*Work to be completed*. Format the lines below as a Markdown table with two columns, No. and Line. Number each row and omit any blank lines.

[START]

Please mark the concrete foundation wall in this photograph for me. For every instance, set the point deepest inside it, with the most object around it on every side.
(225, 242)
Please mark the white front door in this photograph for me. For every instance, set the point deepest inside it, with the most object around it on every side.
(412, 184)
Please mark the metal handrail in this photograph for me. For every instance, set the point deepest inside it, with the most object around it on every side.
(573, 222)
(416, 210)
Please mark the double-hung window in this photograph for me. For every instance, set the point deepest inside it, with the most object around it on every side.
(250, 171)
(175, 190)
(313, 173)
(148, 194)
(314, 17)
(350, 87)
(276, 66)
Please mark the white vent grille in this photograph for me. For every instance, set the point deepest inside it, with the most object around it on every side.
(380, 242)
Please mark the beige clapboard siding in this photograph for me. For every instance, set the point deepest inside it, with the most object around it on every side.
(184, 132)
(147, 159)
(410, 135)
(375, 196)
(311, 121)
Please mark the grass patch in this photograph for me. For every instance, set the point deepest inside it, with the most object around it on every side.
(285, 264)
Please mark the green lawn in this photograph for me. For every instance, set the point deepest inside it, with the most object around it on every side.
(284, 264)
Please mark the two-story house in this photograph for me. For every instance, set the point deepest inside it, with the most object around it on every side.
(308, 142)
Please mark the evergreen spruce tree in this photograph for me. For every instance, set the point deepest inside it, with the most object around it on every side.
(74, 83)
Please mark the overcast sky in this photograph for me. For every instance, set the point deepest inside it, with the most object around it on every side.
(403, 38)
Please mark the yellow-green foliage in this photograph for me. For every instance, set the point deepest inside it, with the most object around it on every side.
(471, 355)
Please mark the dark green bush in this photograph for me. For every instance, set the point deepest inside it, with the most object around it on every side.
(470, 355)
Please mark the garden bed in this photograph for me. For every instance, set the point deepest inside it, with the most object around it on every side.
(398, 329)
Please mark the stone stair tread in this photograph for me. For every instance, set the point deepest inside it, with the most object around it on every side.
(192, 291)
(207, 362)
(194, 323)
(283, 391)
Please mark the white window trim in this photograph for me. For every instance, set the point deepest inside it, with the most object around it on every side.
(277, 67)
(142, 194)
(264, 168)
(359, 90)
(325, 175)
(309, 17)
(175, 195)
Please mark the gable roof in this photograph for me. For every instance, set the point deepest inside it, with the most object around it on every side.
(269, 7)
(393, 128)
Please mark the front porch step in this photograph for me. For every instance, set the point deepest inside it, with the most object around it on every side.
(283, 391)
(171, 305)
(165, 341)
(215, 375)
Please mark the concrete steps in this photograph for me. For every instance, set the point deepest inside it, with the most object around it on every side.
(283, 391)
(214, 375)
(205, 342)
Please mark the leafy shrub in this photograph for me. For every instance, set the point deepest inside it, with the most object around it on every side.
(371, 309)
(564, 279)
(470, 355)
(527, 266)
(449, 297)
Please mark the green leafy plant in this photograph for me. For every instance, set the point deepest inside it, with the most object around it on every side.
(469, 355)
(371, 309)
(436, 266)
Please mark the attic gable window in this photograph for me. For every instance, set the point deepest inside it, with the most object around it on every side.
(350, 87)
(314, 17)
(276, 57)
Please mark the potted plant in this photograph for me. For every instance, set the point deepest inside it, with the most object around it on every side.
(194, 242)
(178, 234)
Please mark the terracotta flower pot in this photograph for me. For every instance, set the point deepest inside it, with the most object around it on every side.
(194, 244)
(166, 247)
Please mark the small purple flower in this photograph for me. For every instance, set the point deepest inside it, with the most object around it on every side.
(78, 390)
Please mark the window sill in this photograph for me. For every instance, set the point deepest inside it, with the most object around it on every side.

[END]

*Solution for this problem*.
| No. | Line |
|---|---|
| 1 | Please mark the concrete foundation wall in this photograph for me. For every instance, set the point deepest inside it, with the most object around it on every side. |
| 2 | (225, 242) |
| 3 | Please mark the white front door in this photograph for me. For every instance, set the point deepest inside it, with the most object around it on every side. |
| 4 | (412, 184) |
| 5 | Please mark the metal handrail in this photograph for me. For every instance, set the point deepest inside it, with the most object around it on every side. |
| 6 | (573, 222) |
| 7 | (416, 210) |
| 8 | Please mark the double-hung window in this photograph for me. For every instance, set the point deepest inside it, with the most object around it on every side. |
| 9 | (250, 171) |
| 10 | (175, 190) |
| 11 | (313, 173) |
| 12 | (148, 194) |
| 13 | (314, 17) |
| 14 | (350, 87) |
| 15 | (276, 66) |
| 16 | Please mark the white vent grille in this photograph for me. For every instance, set the point deepest inside it, with the most object around it on every side. |
| 17 | (380, 242) |
| 18 | Please mark the beige clapboard siding in this photograph for me. For every instance, set the point deepest inside it, with the most object around it on every side. |
| 19 | (184, 132) |
| 20 | (147, 159) |
| 21 | (410, 135) |
| 22 | (375, 196) |
| 23 | (311, 121) |
| 24 | Please mark the grass patch in this photograph for me. For every instance, set the point deepest inside it, with the most object around it on every side. |
| 25 | (285, 264) |
| 26 | Please mark the green lawn in this photograph for me. For every instance, set the point deepest inside it, with the most object around it on every side. |
| 27 | (284, 264) |
| 28 | Please mark the two-story house in this photograph for me. For every instance, set the point deepest inside it, with the most object around it on every side. |
| 29 | (308, 142) |
| 30 | Please mark the evergreen spruce tree in this photograph for me. For every instance, set the point deepest inside it, with the most object around it on every side. |
| 31 | (74, 83) |
| 32 | Please mark the overcast sky in this photograph for me. For every instance, set the point deepest inside it, with the most object around it on every side. |
| 33 | (403, 38) |
| 34 | Please mark the yellow-green foliage in this photograph for me. For every instance, set the point deepest inside it, with the most object around it on every side. |
| 35 | (471, 355) |
| 36 | Please mark the dark green bush in this photograph for me. For every instance, set the point deepest inside it, with the most object around it on every side. |
| 37 | (470, 355) |
| 38 | Please mark the garden bed in this photograph for me. For every instance, set the point deepest inside it, with the most object around it on every side. |
| 39 | (398, 329) |
| 40 | Please mark the stone stair tread in this photograph for me. For every instance, set the point deepest inside it, with the most object around it on every side. |
| 41 | (192, 291) |
| 42 | (207, 362) |
| 43 | (194, 323) |
| 44 | (283, 391) |
| 45 | Please mark the white window trim in this photograph for me. For every instance, set the point deepest inside it, with the most object around it on every side. |
| 46 | (277, 67) |
| 47 | (142, 194) |
| 48 | (264, 168) |
| 49 | (359, 90) |
| 50 | (325, 175) |
| 51 | (309, 17) |
| 52 | (175, 195) |
| 53 | Please mark the gable roof in this photograph for me. For every instance, set the point deepest inside it, with the most object around it on every side. |
| 54 | (269, 7) |
| 55 | (393, 128) |
| 56 | Please mark the front porch step in this photograph for me. For every instance, set the point deepest inside it, with the most object around it on every side. |
| 57 | (283, 391) |
| 58 | (171, 305) |
| 59 | (165, 341) |
| 60 | (215, 375) |
| 61 | Please mark the concrete steps in this photograph for me. For every instance, set the point deepest inside it, with the most object around it on every side. |
| 62 | (283, 391) |
| 63 | (214, 375) |
| 64 | (205, 342) |
| 65 | Please mark the leafy shrub in this photograph for me. For every instance, set the point deepest inside it, with the most object around it on every side. |
| 66 | (371, 309) |
| 67 | (564, 279) |
| 68 | (470, 355) |
| 69 | (527, 266) |
| 70 | (449, 297) |
| 71 | Please mark the green leafy plant in this photograph for me. For every instance, set the point deepest inside it, with the most object around it on every side. |
| 72 | (469, 355) |
| 73 | (371, 309) |
| 74 | (436, 266) |
| 75 | Please mark the attic gable window in this photograph for me. For every instance, set the point deepest inside it, with the most object around it on every side. |
| 76 | (350, 87) |
| 77 | (314, 17) |
| 78 | (276, 57) |
| 79 | Please mark the potted plant in this photograph for me. For every instance, set the point deepest inside it, with the most object around it on every side. |
| 80 | (194, 242) |
| 81 | (178, 234) |
| 82 | Please mark the terracotta flower pot in this photograph for me. For every instance, set the point deepest inside it, with the most object around it on every side. |
| 83 | (194, 244) |
| 84 | (166, 247) |
| 85 | Please mark the small purple flower in this photograph for me. For every instance, set the point deepest inside it, with the most object around it on every side. |
| 86 | (78, 390) |
| 87 | Please mark the window sill in this photograph for me. For every instance, set the point deepest inside it, with the most object around it on every side. |